WHAT YOU NEED TO DO: Take the line that contains "Exercise. Identify the bride's arm" as the first line and the last line of the material below as the final one; reproduce exactly the lines between, inclusive.

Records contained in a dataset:
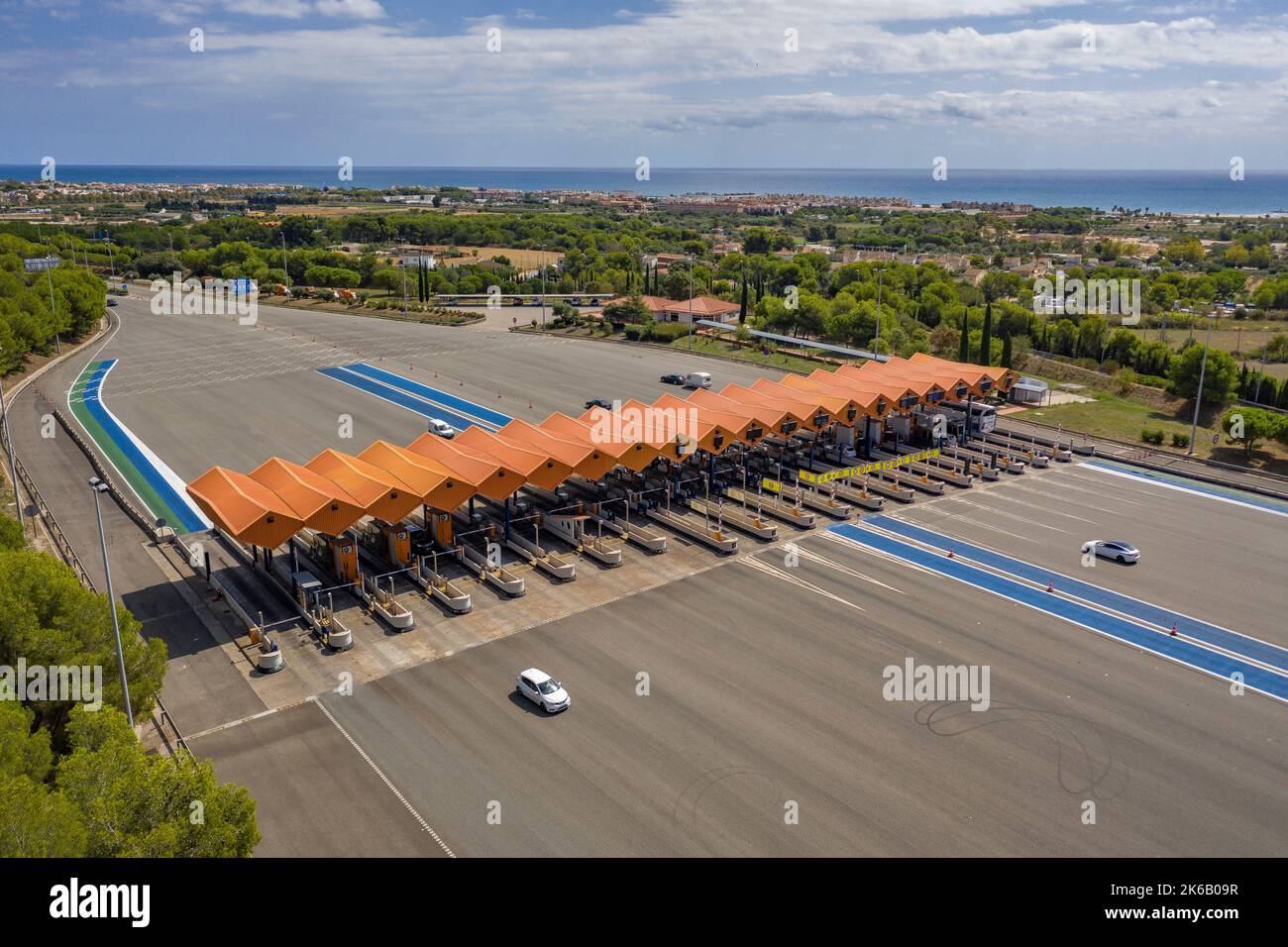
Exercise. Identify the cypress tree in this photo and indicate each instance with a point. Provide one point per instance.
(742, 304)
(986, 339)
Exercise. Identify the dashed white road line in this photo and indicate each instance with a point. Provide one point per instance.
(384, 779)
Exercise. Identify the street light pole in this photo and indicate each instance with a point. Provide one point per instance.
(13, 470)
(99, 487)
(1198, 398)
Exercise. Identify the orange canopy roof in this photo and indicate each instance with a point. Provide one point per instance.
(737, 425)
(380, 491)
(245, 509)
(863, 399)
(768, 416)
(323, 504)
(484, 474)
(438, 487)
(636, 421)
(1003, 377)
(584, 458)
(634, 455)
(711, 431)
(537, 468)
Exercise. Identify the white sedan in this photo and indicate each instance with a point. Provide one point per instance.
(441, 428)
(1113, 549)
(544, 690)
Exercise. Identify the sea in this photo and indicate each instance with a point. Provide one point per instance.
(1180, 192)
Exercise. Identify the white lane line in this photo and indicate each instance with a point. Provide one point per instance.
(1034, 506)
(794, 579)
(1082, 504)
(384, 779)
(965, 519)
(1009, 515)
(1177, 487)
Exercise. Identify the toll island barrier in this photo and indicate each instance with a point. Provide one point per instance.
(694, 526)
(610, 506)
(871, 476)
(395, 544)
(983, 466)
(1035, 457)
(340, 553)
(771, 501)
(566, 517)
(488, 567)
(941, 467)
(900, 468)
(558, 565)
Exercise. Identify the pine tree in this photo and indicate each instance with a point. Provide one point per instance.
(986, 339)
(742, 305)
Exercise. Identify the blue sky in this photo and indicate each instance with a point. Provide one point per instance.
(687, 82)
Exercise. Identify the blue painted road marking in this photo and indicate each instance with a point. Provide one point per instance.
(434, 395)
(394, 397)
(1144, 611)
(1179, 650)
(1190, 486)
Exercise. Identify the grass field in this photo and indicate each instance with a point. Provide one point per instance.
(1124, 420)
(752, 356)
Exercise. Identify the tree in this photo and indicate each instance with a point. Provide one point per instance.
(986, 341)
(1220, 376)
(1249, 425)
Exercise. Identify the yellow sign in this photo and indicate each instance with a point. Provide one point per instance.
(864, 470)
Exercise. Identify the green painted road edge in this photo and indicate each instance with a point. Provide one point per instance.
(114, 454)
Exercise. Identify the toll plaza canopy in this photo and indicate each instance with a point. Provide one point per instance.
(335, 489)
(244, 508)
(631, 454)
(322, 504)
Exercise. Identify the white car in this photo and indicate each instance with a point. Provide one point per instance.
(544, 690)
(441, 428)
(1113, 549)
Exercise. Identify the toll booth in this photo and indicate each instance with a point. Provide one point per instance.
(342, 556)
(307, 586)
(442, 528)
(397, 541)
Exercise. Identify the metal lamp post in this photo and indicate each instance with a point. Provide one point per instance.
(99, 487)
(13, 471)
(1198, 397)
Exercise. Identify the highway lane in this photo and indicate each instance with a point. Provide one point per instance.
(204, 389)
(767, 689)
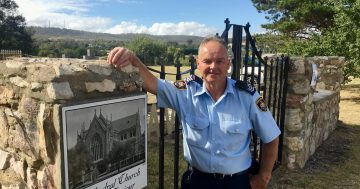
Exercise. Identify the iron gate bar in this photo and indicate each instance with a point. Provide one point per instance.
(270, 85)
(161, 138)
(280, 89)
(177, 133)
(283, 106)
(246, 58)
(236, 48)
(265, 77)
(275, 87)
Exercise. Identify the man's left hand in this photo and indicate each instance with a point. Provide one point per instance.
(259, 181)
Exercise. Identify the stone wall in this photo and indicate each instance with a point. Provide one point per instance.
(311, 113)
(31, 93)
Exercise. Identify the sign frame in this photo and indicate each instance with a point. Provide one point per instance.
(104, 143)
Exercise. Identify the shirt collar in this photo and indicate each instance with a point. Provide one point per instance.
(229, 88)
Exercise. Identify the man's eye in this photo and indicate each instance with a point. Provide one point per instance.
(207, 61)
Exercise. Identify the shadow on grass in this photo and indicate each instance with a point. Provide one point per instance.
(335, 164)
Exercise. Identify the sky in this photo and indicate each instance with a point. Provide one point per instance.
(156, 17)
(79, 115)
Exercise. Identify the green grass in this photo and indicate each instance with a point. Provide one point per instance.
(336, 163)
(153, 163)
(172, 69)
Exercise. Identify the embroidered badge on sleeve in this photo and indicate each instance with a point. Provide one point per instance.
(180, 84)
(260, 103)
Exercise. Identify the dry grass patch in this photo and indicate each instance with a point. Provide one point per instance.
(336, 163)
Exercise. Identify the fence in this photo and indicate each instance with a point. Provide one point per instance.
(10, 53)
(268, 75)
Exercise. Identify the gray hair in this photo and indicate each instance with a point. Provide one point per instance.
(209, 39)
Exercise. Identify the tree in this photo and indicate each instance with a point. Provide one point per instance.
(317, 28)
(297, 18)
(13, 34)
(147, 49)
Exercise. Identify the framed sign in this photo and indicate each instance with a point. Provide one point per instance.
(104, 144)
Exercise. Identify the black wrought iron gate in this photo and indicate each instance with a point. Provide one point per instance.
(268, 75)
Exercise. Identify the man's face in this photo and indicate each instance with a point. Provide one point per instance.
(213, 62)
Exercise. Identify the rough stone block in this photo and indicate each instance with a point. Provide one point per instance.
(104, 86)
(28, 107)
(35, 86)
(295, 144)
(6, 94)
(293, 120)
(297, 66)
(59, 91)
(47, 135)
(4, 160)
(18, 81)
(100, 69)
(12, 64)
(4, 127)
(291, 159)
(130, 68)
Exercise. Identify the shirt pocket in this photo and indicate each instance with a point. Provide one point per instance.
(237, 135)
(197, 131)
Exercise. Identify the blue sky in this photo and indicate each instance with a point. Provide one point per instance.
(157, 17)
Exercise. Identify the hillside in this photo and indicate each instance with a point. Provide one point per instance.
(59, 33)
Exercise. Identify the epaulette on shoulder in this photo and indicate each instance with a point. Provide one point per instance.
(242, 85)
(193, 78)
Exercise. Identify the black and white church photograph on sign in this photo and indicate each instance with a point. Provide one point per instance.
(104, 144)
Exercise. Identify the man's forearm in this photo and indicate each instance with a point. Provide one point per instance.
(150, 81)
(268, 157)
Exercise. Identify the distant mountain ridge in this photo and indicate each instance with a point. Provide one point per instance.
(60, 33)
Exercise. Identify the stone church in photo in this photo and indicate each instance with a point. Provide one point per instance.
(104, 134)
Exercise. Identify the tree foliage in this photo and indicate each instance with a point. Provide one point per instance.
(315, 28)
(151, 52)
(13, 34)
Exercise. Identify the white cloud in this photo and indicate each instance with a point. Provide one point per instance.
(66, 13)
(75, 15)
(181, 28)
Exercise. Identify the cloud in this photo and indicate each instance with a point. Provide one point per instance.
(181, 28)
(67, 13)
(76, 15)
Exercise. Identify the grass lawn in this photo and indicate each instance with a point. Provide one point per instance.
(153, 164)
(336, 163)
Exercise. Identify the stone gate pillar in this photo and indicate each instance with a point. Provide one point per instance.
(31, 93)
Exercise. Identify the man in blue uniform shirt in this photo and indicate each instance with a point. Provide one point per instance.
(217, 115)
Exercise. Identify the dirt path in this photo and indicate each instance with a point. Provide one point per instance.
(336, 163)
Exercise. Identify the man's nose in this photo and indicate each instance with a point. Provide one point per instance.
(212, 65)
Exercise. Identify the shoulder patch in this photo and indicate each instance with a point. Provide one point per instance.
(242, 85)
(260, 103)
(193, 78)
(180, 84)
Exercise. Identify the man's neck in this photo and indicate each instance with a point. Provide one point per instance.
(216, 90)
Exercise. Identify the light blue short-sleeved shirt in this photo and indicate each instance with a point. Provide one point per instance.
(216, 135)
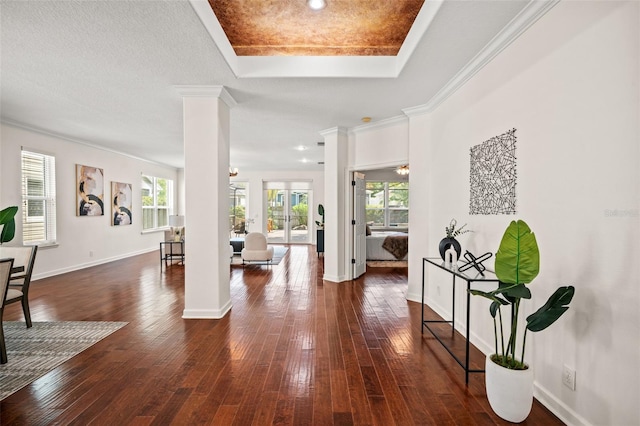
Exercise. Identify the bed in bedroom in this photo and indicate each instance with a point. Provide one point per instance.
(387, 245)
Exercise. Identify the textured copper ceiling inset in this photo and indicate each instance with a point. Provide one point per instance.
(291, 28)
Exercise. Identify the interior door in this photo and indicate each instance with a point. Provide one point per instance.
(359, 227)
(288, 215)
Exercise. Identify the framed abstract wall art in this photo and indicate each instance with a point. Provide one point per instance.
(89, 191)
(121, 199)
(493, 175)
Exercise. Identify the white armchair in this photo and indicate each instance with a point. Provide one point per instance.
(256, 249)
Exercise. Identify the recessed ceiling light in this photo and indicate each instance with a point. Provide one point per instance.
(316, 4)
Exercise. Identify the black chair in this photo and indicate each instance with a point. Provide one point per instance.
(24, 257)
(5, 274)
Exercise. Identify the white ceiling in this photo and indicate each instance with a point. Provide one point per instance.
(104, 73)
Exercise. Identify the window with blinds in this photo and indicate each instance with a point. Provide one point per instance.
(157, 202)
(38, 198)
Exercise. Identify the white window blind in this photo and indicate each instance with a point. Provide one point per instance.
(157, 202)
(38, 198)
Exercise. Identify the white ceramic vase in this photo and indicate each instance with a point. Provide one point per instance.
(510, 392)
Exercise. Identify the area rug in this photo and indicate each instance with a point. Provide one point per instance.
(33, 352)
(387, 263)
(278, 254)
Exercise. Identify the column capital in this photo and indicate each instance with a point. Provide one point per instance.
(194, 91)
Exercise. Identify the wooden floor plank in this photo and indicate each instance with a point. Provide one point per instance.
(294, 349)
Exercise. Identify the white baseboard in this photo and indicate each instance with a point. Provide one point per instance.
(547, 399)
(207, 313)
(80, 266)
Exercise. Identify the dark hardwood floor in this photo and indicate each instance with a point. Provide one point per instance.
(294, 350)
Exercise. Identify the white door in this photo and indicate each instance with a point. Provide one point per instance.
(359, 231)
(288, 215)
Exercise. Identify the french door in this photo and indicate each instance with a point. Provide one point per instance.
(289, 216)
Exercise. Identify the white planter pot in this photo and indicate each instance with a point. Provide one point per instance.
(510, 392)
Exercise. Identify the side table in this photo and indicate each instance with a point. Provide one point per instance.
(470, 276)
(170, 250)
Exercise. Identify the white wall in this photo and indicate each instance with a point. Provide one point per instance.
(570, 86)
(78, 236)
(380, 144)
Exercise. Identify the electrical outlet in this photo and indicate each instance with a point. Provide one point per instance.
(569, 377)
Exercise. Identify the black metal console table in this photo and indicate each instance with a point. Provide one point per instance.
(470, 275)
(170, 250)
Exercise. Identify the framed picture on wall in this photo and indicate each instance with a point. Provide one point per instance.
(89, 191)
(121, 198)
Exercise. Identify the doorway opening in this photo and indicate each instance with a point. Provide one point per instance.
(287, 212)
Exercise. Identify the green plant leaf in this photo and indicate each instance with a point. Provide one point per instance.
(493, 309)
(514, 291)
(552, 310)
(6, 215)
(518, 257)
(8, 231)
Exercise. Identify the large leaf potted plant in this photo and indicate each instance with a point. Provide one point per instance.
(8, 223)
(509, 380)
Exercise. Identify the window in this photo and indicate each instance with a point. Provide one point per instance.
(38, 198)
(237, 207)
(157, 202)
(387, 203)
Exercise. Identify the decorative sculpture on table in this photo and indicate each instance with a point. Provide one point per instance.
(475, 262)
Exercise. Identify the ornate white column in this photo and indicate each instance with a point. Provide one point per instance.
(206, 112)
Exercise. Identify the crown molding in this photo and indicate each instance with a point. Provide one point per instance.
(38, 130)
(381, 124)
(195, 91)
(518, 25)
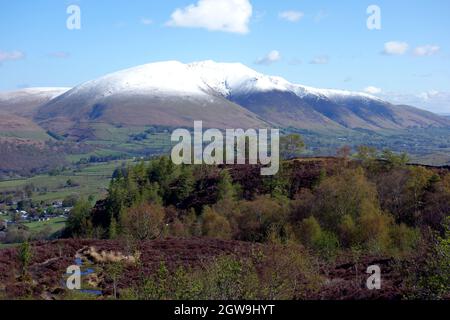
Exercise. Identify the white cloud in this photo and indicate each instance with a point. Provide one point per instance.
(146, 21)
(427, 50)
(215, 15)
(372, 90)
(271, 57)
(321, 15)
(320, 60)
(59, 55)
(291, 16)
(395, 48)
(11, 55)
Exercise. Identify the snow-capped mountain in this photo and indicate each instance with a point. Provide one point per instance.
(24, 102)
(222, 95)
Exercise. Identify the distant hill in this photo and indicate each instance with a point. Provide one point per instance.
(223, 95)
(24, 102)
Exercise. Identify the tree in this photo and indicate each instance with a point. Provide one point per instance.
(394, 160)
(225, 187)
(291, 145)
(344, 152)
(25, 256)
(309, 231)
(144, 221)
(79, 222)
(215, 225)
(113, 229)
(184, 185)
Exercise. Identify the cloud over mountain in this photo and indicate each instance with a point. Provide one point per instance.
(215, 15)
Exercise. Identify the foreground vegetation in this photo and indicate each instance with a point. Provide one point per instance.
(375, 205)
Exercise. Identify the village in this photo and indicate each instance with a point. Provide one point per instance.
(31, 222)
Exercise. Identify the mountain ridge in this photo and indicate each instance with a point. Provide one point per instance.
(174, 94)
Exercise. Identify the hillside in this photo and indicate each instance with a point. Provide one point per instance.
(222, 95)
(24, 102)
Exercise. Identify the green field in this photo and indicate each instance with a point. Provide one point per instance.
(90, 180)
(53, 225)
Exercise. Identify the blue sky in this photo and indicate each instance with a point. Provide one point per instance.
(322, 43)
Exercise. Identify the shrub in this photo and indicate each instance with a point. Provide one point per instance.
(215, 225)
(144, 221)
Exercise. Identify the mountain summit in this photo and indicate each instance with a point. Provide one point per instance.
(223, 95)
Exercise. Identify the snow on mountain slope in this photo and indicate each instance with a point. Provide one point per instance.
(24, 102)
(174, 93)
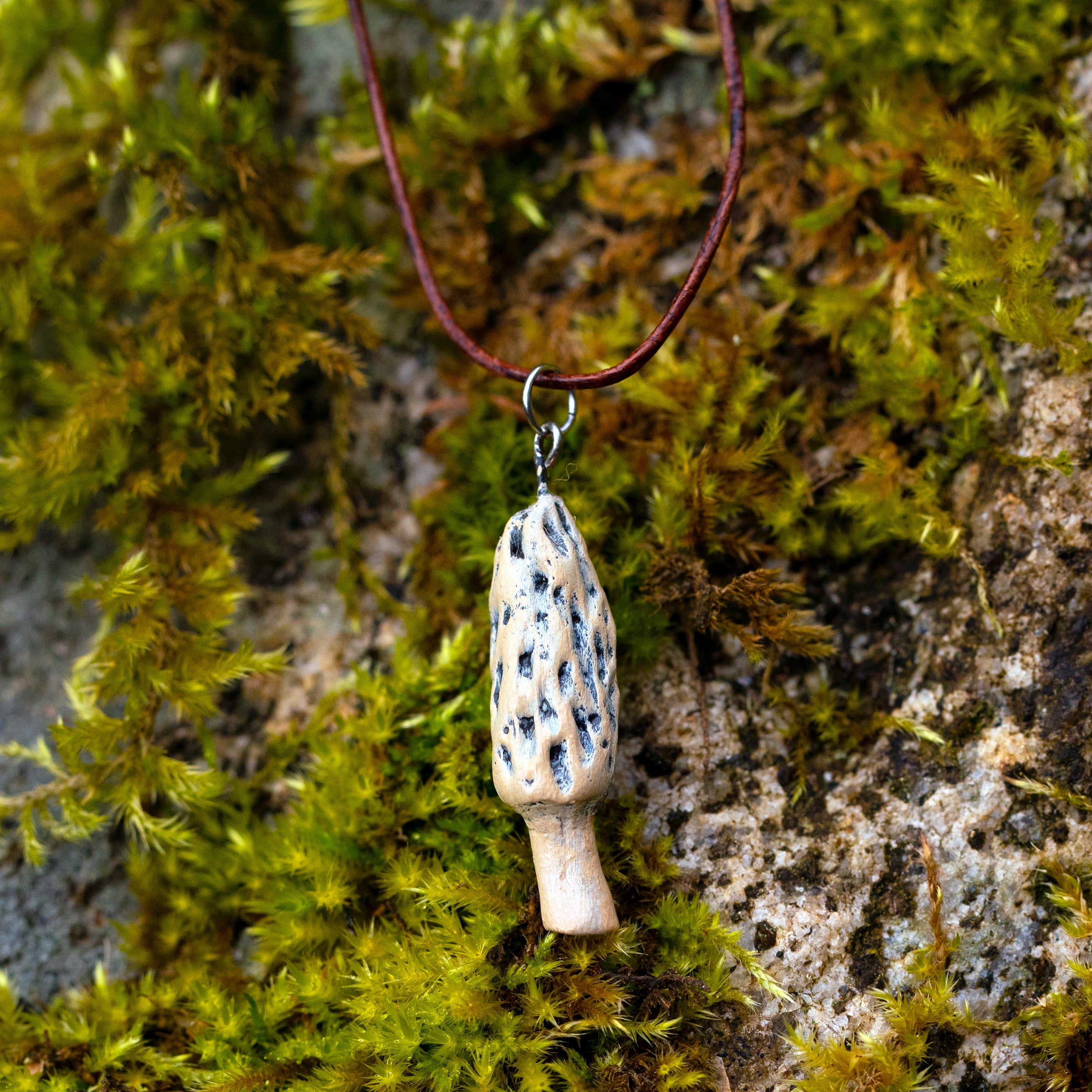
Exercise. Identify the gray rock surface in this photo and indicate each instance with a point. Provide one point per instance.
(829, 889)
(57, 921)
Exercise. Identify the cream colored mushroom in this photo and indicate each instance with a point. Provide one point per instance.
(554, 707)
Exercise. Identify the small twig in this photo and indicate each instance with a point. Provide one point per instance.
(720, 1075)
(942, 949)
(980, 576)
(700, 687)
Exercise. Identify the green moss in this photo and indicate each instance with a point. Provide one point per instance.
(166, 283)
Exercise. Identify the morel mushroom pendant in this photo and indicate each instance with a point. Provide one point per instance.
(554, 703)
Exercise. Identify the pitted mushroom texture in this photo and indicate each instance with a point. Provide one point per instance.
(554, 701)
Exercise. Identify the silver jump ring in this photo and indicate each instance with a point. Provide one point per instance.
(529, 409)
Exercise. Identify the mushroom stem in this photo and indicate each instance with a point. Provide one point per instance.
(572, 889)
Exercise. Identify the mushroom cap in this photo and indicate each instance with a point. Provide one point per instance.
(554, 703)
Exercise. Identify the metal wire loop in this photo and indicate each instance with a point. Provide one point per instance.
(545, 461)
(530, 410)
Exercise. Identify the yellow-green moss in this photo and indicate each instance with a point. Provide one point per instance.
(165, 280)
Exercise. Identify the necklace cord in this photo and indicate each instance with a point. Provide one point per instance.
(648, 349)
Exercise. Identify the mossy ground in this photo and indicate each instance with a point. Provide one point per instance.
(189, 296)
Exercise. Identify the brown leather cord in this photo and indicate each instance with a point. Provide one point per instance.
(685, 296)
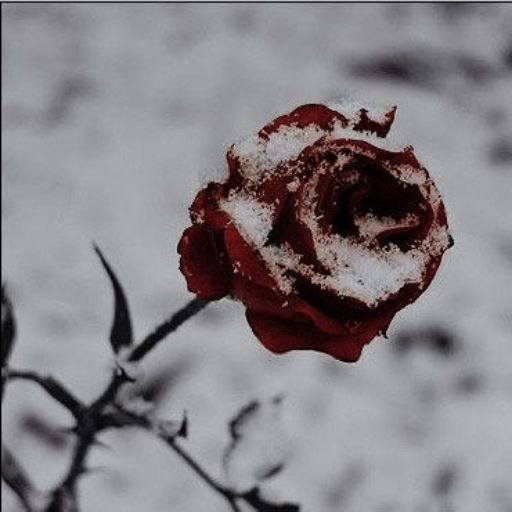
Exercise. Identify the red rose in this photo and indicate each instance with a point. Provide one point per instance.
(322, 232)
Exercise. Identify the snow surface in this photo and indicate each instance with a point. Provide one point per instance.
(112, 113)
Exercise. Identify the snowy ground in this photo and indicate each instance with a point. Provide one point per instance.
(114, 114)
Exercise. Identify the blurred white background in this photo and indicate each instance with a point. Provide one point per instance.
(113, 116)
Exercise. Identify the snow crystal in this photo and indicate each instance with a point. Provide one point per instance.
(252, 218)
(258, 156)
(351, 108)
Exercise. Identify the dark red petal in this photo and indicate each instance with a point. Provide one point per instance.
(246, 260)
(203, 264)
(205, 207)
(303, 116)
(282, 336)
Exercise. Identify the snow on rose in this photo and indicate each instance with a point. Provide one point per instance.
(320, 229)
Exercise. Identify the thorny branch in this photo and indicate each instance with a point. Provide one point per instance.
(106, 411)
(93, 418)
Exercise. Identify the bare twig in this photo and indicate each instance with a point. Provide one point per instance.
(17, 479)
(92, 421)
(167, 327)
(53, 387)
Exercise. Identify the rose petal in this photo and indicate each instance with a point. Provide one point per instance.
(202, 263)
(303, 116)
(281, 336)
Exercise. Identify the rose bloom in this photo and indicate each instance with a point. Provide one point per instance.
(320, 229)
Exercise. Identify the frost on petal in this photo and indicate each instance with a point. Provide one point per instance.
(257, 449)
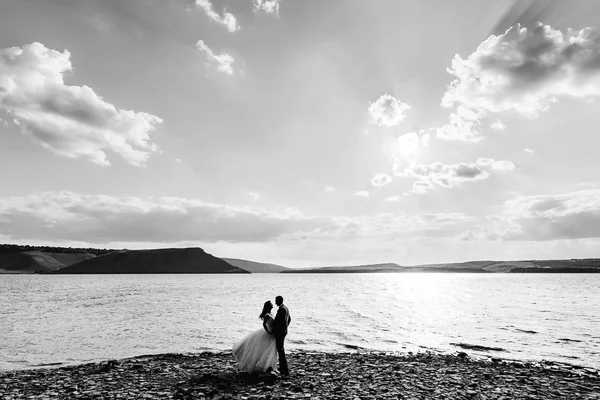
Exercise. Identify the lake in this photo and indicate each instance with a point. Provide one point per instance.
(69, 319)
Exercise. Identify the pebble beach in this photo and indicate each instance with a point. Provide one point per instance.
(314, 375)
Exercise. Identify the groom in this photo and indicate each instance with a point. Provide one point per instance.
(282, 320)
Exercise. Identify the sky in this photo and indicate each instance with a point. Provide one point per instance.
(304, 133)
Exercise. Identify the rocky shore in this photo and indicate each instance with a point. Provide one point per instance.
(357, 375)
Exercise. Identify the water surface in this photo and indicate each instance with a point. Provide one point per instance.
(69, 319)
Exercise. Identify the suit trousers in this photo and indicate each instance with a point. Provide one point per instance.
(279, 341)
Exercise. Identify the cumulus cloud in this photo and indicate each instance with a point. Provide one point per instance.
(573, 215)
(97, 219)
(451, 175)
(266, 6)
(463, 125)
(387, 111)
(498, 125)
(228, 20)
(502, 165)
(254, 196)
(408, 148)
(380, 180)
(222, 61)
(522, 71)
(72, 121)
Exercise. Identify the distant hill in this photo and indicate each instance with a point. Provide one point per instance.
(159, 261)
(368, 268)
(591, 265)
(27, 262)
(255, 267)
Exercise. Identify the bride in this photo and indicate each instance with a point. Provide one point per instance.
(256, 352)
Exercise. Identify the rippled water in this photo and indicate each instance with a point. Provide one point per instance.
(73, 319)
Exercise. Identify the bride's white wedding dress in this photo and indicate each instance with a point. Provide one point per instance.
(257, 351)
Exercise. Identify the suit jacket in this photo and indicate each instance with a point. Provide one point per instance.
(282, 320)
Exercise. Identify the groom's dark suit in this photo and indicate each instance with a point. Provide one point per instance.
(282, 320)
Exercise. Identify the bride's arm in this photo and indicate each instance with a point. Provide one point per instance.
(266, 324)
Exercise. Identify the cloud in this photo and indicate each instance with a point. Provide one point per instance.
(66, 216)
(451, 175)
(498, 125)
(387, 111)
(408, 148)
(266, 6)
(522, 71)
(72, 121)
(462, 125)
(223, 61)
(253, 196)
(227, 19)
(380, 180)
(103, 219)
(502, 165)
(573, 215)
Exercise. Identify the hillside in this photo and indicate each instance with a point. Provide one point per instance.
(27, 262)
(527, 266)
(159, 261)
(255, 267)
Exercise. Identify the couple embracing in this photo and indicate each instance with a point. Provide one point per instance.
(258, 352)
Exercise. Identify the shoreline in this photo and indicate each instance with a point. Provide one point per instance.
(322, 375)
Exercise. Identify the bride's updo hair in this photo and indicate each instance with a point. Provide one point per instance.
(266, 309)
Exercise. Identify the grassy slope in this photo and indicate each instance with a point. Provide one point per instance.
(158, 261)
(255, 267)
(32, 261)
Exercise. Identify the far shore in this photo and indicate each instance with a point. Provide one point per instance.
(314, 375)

PROBLEM SOLUTION:
Exercise. Identify the bride's arm in this photo and indicate each instance with a point. Provide one point per instance.
(266, 324)
Exercise. Identify the cloud in this photo and indicate each instance with a point. Provide one point per instance.
(66, 216)
(451, 175)
(498, 125)
(387, 111)
(408, 148)
(266, 6)
(522, 71)
(72, 121)
(462, 125)
(223, 61)
(253, 196)
(227, 19)
(380, 180)
(103, 219)
(502, 165)
(573, 215)
Exercise. Identify the hillside in this photo and indicate each instance with a point. Provide one point per instance.
(27, 262)
(527, 266)
(159, 261)
(255, 267)
Exercise. Identify the couple embracing in this photo and indicate each instance with a point. Provide one point per instance.
(258, 352)
Exercise. Identify the shoreline in this photo and indicate each instance with a point. Provide one point per instance.
(322, 375)
Exercise. Identify the bride's updo hair in this photo and indicate each instance with a point. Provide one point per instance.
(266, 309)
Exercise. Identify the grassy slope in this photo and indicate each instance with a point. Provide one point per instance.
(158, 261)
(255, 267)
(32, 261)
Exercise. Identify the far shore in this photo and indicate each instance with a point. Provide one point per instance.
(314, 375)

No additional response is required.